**What the task asks**
Write out the stretch of lines below that begins at the line with "This sample is" and ends at the line with "99), (386, 82)]]", including both, exactly as given and nothing more.

**Source records**
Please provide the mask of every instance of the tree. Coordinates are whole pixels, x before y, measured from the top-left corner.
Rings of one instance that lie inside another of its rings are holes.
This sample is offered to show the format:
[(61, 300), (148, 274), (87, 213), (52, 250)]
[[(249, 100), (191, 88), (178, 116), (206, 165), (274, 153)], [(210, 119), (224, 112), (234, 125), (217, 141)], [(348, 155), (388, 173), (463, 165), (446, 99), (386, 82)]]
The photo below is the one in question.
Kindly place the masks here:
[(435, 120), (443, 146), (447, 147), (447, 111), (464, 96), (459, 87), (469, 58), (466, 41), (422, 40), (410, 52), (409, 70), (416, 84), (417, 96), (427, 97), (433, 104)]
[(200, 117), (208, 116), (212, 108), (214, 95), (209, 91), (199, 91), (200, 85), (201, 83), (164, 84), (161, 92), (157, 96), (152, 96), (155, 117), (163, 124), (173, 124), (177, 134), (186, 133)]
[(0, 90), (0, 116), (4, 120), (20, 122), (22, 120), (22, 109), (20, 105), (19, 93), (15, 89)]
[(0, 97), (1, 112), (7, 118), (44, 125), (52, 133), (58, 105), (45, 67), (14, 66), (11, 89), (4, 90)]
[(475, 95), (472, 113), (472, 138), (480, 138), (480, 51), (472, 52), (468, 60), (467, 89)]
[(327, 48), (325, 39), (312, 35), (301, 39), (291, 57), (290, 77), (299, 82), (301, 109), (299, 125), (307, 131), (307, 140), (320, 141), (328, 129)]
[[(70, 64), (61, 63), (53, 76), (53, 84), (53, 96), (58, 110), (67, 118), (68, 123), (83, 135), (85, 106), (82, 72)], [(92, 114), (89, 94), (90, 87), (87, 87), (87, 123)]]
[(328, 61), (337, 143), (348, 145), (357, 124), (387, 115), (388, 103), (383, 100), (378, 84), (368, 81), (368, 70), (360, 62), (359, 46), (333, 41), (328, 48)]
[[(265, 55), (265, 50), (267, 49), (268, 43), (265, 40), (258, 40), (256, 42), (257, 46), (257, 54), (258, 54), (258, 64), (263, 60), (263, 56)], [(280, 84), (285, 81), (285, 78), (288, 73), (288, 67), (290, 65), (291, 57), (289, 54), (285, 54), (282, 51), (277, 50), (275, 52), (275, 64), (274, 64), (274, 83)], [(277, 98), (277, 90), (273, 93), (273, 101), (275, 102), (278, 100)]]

**Solved exercise**
This sample is offered to show the format:
[(61, 300), (148, 274), (87, 213), (52, 250)]
[[(249, 100), (191, 88), (178, 116), (206, 165), (274, 153)], [(210, 119), (224, 112), (234, 125), (217, 141)], [(348, 155), (388, 173), (463, 165), (446, 99), (386, 82)]]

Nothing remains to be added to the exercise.